Your goal ▸ Transcribe the listing below in full, keeping every line exactly as it is.

##### Exercise data #####

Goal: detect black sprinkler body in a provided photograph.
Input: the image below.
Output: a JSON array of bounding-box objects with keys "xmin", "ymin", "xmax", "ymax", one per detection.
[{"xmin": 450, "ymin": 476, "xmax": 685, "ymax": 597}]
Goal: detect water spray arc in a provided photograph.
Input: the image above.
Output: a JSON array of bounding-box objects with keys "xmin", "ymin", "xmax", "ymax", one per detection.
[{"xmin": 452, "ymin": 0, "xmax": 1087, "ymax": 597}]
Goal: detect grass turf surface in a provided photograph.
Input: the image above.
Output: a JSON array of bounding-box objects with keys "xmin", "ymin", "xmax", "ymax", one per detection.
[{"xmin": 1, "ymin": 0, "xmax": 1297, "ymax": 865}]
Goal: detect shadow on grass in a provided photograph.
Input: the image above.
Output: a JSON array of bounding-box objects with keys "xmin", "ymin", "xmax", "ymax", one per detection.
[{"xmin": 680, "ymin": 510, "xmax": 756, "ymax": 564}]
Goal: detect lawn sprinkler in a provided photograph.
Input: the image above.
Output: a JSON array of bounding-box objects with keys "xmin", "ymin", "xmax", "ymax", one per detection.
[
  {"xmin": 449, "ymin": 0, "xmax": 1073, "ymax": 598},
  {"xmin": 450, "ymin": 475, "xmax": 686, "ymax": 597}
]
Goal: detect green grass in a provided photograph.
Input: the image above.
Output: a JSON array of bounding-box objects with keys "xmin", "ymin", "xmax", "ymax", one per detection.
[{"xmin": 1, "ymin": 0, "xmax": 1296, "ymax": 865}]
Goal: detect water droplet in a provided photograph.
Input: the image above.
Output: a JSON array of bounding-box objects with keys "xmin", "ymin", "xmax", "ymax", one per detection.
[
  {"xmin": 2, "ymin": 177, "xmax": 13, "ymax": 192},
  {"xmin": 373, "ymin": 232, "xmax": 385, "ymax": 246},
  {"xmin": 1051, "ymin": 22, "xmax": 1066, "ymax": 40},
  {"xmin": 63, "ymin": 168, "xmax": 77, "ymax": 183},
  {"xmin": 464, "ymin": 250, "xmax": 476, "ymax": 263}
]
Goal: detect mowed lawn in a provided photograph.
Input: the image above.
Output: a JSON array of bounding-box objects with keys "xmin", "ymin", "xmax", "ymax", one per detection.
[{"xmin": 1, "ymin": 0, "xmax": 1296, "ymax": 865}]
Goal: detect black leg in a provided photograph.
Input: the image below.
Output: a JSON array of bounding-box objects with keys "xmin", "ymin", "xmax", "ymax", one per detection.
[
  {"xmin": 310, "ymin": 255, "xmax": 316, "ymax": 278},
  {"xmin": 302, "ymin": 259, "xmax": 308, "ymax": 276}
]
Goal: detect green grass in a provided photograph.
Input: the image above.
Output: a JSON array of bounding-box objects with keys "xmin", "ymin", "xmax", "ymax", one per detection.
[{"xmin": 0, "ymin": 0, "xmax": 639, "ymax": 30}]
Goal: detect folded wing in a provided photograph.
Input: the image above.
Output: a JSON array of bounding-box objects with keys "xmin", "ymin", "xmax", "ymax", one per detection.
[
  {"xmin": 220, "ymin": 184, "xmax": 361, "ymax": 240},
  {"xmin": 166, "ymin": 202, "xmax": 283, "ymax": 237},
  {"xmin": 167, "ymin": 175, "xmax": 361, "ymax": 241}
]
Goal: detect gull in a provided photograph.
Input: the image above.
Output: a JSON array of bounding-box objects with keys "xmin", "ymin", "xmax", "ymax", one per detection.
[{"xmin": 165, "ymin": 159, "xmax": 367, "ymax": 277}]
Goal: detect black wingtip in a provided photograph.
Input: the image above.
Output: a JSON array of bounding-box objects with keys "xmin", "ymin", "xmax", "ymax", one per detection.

#####

Exercise result ▸
Goal: detect black sprinkler body in a provided photograph.
Input: the image below.
Output: a JSON array of bounding-box objects with keys "xmin", "ymin", "xmax", "ymax", one per detection.
[{"xmin": 450, "ymin": 476, "xmax": 685, "ymax": 597}]
Goal: detect water spray arc in a provided photograph.
Input: the image above.
Output: a JSON array of bounding-box objects with keys "xmin", "ymin", "xmax", "ymax", one per detection.
[{"xmin": 452, "ymin": 0, "xmax": 1087, "ymax": 597}]
Goal: detect grass turf surface in a provided photograph.
Input: the image above.
Output: a JSON array of bounding-box objects with keys "xmin", "ymin", "xmax", "ymax", one per detection.
[{"xmin": 1, "ymin": 0, "xmax": 1297, "ymax": 865}]
Goal: detect shadow on grass in a provided photograph.
Input: the image above.
Output: a JSON array of bounding-box objects with keys "xmin", "ymin", "xmax", "ymax", one per detection.
[{"xmin": 680, "ymin": 510, "xmax": 756, "ymax": 564}]
Goal: detect lawn sprinkler in a provided photograph.
Input: the image above.
Output: a JSON array of bounding-box objects with keys "xmin", "ymin", "xmax", "ymax", one per detection.
[
  {"xmin": 449, "ymin": 0, "xmax": 1073, "ymax": 598},
  {"xmin": 450, "ymin": 475, "xmax": 686, "ymax": 597}
]
Goal: detect green grass in a provided photograph.
Input: the image above.
Output: a JSON array of bounding-box objects with keys "xmin", "ymin", "xmax", "ymax", one per detection.
[{"xmin": 1, "ymin": 0, "xmax": 1296, "ymax": 865}]
Goal: detect water droplet in a provided photograph.
Input: the image above.
Output: a JSON array of bounding-box objects with keys "xmin", "ymin", "xmax", "ymax", one per detection.
[
  {"xmin": 2, "ymin": 177, "xmax": 13, "ymax": 192},
  {"xmin": 373, "ymin": 232, "xmax": 385, "ymax": 246},
  {"xmin": 1051, "ymin": 22, "xmax": 1066, "ymax": 40},
  {"xmin": 63, "ymin": 168, "xmax": 77, "ymax": 183},
  {"xmin": 464, "ymin": 250, "xmax": 476, "ymax": 263}
]
Goal: detect mowed lawn in a provided photograph.
Input: the image above.
Output: a JSON array of bounding-box objects with keys "xmin", "ymin", "xmax", "ymax", one per detection.
[{"xmin": 1, "ymin": 0, "xmax": 1296, "ymax": 865}]
Goal: detect black leg in a provided photograph.
Input: the image below.
Output: a JSON array of bounding-box objects with keys "xmin", "ymin", "xmax", "ymax", one per detection.
[
  {"xmin": 310, "ymin": 255, "xmax": 316, "ymax": 278},
  {"xmin": 302, "ymin": 259, "xmax": 308, "ymax": 276}
]
Goal: detect green grass in a provided photograph.
Input: the image above.
Output: a JSON array of bounding-box objects with keys "xmin", "ymin", "xmax", "ymax", one per detection.
[{"xmin": 0, "ymin": 0, "xmax": 639, "ymax": 30}]
Goal: detect folded wing in a provided photograph.
Input: the image above.
Output: a JSON array of bounding-box objects with keys "xmin", "ymin", "xmax", "ymax", one per detection.
[
  {"xmin": 220, "ymin": 184, "xmax": 361, "ymax": 240},
  {"xmin": 166, "ymin": 202, "xmax": 283, "ymax": 237},
  {"xmin": 167, "ymin": 175, "xmax": 361, "ymax": 241}
]
Goal: detect gull in a provided photograph.
Input: the image above.
Output: a JSON array of bounding-box objects with keys "xmin", "ymin", "xmax", "ymax", one per detection.
[{"xmin": 165, "ymin": 159, "xmax": 367, "ymax": 277}]
Goal: detect black wingtip in a provided photograph.
Input: the image above.
Output: a JSON array of bounding-box objects with keys "xmin", "ymin", "xmax", "ymax", one per detection.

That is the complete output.